STATED TASK
Pick out every line of the items below that contains the word "mountain", and copy each of those lines.

★ ★ ★ ★

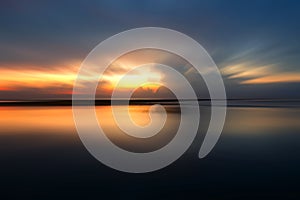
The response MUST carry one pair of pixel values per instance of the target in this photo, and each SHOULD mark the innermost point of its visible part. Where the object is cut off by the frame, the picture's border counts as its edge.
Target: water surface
(257, 156)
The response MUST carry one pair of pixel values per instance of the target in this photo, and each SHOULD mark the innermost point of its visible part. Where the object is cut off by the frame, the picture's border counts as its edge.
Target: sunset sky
(255, 44)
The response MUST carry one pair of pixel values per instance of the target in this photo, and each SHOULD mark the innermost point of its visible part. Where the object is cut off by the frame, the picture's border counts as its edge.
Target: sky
(255, 44)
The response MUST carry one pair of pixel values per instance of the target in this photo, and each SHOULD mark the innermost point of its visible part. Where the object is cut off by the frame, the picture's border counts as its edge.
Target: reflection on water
(258, 154)
(240, 120)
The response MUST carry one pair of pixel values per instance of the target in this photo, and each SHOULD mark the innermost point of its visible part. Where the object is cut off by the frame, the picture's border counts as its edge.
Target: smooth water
(257, 156)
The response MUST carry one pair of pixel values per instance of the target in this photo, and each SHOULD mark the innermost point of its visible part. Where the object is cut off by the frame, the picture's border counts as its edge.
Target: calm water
(257, 156)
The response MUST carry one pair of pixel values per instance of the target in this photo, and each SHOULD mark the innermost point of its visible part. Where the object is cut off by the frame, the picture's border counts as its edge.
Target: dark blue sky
(257, 36)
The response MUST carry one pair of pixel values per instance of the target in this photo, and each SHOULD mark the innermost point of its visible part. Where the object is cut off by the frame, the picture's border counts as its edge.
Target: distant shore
(202, 102)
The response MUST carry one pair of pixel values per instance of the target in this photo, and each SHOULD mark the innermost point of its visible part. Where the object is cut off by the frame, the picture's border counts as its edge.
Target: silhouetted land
(202, 102)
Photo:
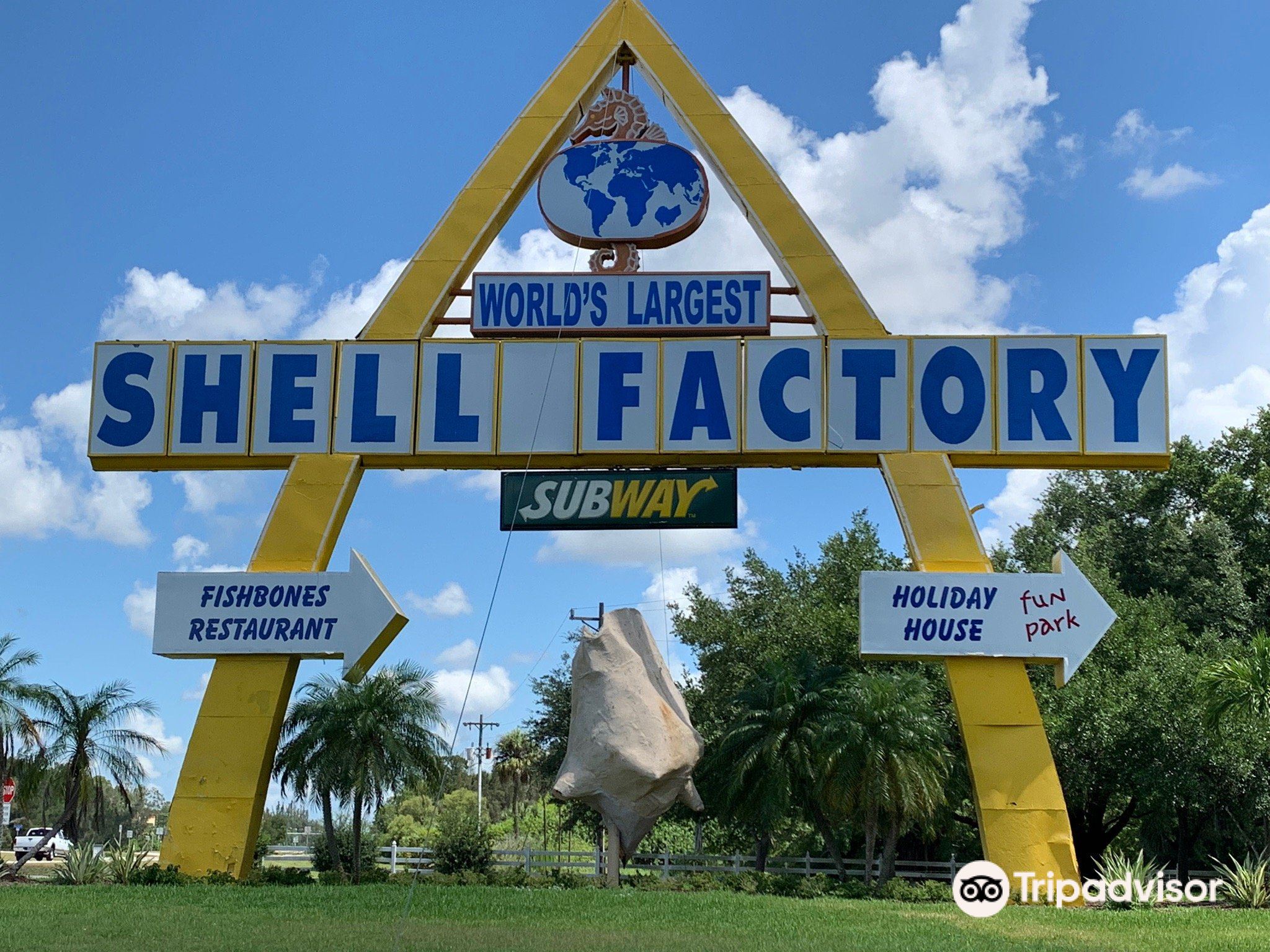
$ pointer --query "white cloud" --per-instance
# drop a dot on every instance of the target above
(349, 309)
(460, 655)
(66, 412)
(1220, 334)
(1133, 133)
(1016, 503)
(668, 587)
(139, 606)
(41, 498)
(197, 694)
(1175, 180)
(491, 690)
(448, 603)
(911, 205)
(1071, 152)
(172, 307)
(208, 491)
(190, 550)
(154, 726)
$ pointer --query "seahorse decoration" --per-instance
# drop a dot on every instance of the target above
(618, 115)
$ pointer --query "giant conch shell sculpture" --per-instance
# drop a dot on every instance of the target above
(631, 744)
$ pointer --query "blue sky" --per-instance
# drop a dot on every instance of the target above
(178, 170)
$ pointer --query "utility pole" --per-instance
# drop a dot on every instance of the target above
(481, 724)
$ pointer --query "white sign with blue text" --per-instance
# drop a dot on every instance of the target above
(311, 615)
(1053, 617)
(798, 402)
(648, 304)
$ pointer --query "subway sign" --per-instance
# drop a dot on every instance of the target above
(667, 499)
(1047, 402)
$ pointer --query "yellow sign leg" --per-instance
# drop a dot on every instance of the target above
(1018, 798)
(225, 777)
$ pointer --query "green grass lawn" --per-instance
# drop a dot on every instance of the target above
(351, 919)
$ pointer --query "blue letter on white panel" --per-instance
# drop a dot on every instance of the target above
(784, 397)
(951, 394)
(868, 395)
(538, 404)
(699, 395)
(375, 398)
(130, 400)
(293, 399)
(619, 395)
(1038, 399)
(211, 402)
(1124, 395)
(456, 398)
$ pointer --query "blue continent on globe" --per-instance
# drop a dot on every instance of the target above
(638, 170)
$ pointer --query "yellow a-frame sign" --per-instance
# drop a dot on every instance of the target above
(220, 796)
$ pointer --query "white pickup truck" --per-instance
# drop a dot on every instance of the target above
(31, 838)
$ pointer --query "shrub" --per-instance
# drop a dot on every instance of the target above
(567, 880)
(375, 874)
(513, 878)
(81, 867)
(463, 844)
(1135, 870)
(1248, 885)
(282, 876)
(905, 891)
(853, 889)
(123, 861)
(345, 843)
(161, 876)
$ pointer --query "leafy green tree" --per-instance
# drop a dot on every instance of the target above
(361, 742)
(18, 730)
(770, 757)
(1238, 687)
(93, 738)
(309, 760)
(887, 758)
(515, 758)
(768, 616)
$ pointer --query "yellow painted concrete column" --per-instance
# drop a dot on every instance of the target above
(225, 777)
(1023, 815)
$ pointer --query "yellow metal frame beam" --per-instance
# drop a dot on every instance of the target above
(220, 796)
(1018, 796)
(483, 207)
(224, 780)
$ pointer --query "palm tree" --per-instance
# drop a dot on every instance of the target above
(17, 726)
(309, 758)
(1238, 687)
(515, 758)
(93, 739)
(769, 758)
(887, 759)
(360, 742)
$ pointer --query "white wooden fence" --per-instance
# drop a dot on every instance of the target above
(592, 863)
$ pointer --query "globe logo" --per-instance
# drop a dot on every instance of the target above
(642, 192)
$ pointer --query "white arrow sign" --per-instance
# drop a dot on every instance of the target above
(313, 615)
(1038, 616)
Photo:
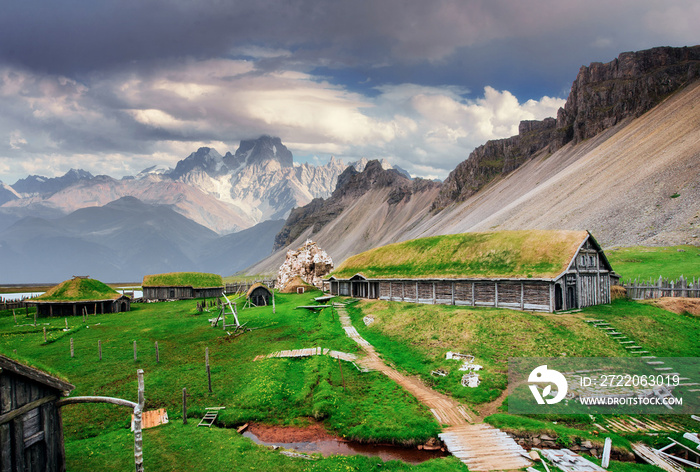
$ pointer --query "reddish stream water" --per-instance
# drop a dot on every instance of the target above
(348, 448)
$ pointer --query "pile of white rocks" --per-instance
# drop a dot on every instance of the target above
(309, 262)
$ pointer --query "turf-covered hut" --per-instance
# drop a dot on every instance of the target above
(259, 295)
(80, 294)
(31, 433)
(182, 286)
(527, 270)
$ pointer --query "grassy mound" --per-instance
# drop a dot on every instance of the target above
(183, 279)
(79, 289)
(533, 253)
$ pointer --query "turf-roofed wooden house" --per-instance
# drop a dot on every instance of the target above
(534, 270)
(78, 295)
(31, 433)
(182, 286)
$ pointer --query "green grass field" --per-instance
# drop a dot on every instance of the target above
(644, 263)
(371, 408)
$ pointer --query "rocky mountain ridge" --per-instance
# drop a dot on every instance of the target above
(226, 193)
(602, 96)
(350, 187)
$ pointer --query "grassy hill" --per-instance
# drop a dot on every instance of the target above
(364, 406)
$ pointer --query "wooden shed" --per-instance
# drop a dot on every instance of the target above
(525, 270)
(31, 432)
(78, 295)
(259, 295)
(182, 286)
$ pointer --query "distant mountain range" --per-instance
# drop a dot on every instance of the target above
(621, 159)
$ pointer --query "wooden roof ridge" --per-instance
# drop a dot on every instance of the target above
(38, 375)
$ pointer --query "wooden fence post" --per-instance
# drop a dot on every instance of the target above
(206, 358)
(341, 375)
(138, 433)
(184, 406)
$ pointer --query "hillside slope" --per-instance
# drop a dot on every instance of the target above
(638, 182)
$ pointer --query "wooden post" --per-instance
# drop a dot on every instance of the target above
(341, 375)
(206, 358)
(138, 433)
(184, 406)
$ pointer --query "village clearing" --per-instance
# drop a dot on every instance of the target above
(370, 406)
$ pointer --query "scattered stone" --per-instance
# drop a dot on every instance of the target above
(309, 262)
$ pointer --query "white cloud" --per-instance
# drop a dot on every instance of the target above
(128, 122)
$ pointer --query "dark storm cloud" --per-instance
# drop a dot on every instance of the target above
(418, 82)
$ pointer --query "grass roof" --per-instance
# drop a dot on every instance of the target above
(498, 254)
(183, 279)
(79, 289)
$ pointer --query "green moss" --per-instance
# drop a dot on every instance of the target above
(540, 254)
(78, 289)
(183, 279)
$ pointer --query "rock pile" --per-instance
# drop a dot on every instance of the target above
(309, 262)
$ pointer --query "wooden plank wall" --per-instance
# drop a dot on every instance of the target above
(34, 439)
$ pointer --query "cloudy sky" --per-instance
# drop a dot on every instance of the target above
(115, 86)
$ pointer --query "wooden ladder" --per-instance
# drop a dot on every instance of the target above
(210, 416)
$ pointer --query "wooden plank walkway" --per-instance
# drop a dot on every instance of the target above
(480, 446)
(314, 351)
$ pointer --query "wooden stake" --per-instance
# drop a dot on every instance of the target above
(184, 406)
(206, 357)
(341, 375)
(138, 433)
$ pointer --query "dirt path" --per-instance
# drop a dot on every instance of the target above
(479, 446)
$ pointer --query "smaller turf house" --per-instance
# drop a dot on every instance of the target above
(259, 295)
(182, 286)
(536, 270)
(78, 295)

★ ★ ★ ★

EXERCISE RESPONSE
$ pointer --query "rocky mountain ridge" --per-instance
$ pointer --query "distant mountain range" --per-instance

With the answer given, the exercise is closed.